# Set exercise:
In the essay on Beyonce and bell hooks, copy the stretch from "Nobody cared to" through "from your aunt.", replacing "philosopher" with "scholar".

:: Reading passage ::

How Beyonce Harms Black Women
I was delighted when bell hooks called Beyonce a terrorist. It isn’t because I have any particular scorn for the deified star, or that I actually think she is threatening, but more so it was simply a treat to see hooks getting some attention. And after all, calling a beloved celebrity in America a terrorist is, sadly, at the very least, newsworthy.
But I was let down, almost immediately, as it became another missed opportunity for much needed cultural scrutiny. The coverage was reduced to banal clickbait headlines, “Beyonce—a Terrorist?” and feminists calling other feminists bad feminists. Meanwhile, Bill O’Reilly, per usual, moralized sex for the conservative right. And The Atlantic, somehow thought it a good idea to try and compare hooks to O’Reilly, which was a goddamned travesty.
Nobody cared to give the black feminist who taught at Yale the time of day. Nobody cared trace her arguments. Jezebel tried to do this and failed, and then called her the old aunt at the dinner table. hooks is a philosopher who has written some 30 books. A far cry from your aunt.

:::
:: Data provided ::

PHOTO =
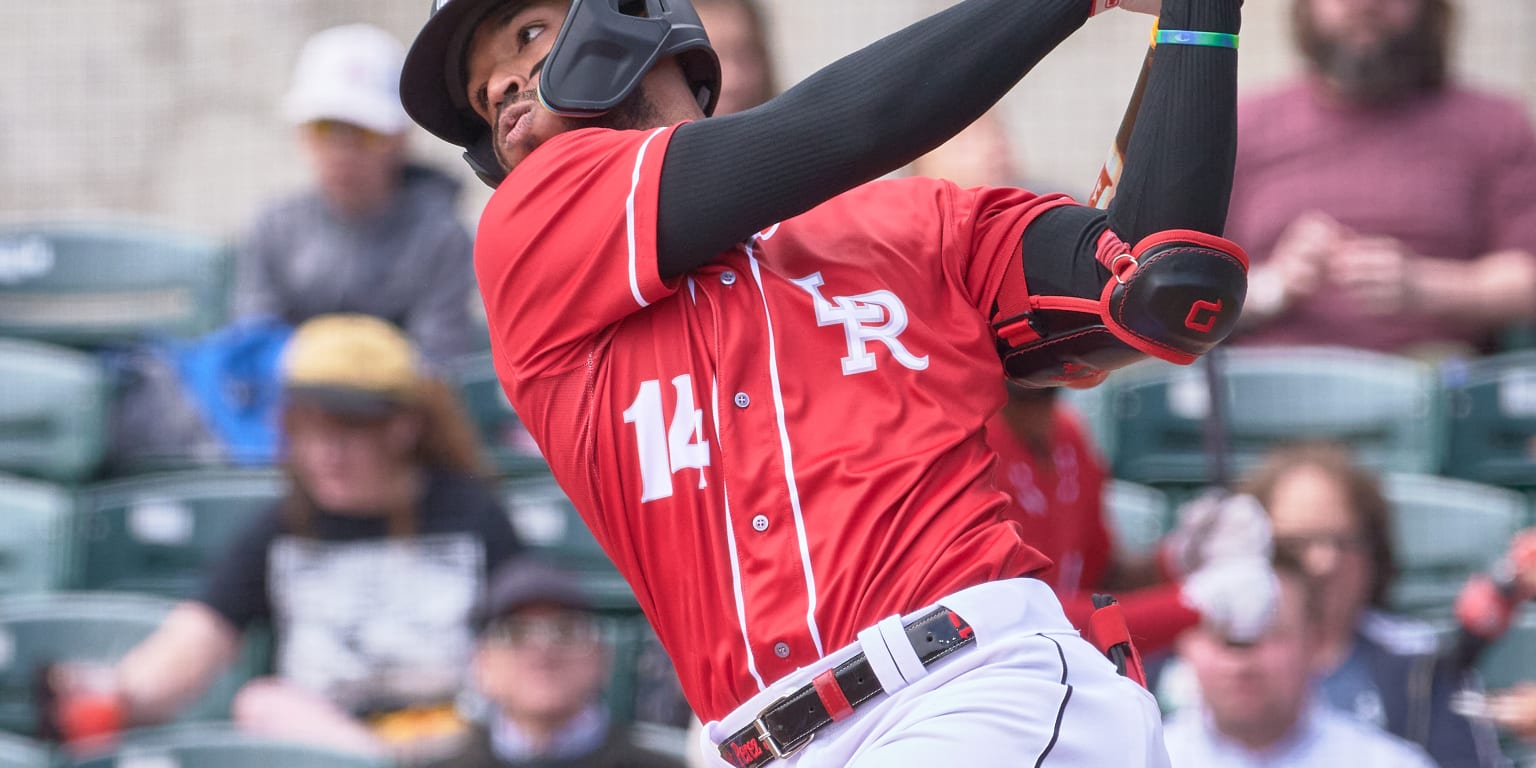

:::

# The solution:
Nobody cared to give the black feminist who taught at Yale the time of day. Nobody cared trace her arguments. Jezebel tried to do this and failed, and then called her the old aunt at the dinner table. hooks is a scholar who has written some 30 books. A far cry from your aunt.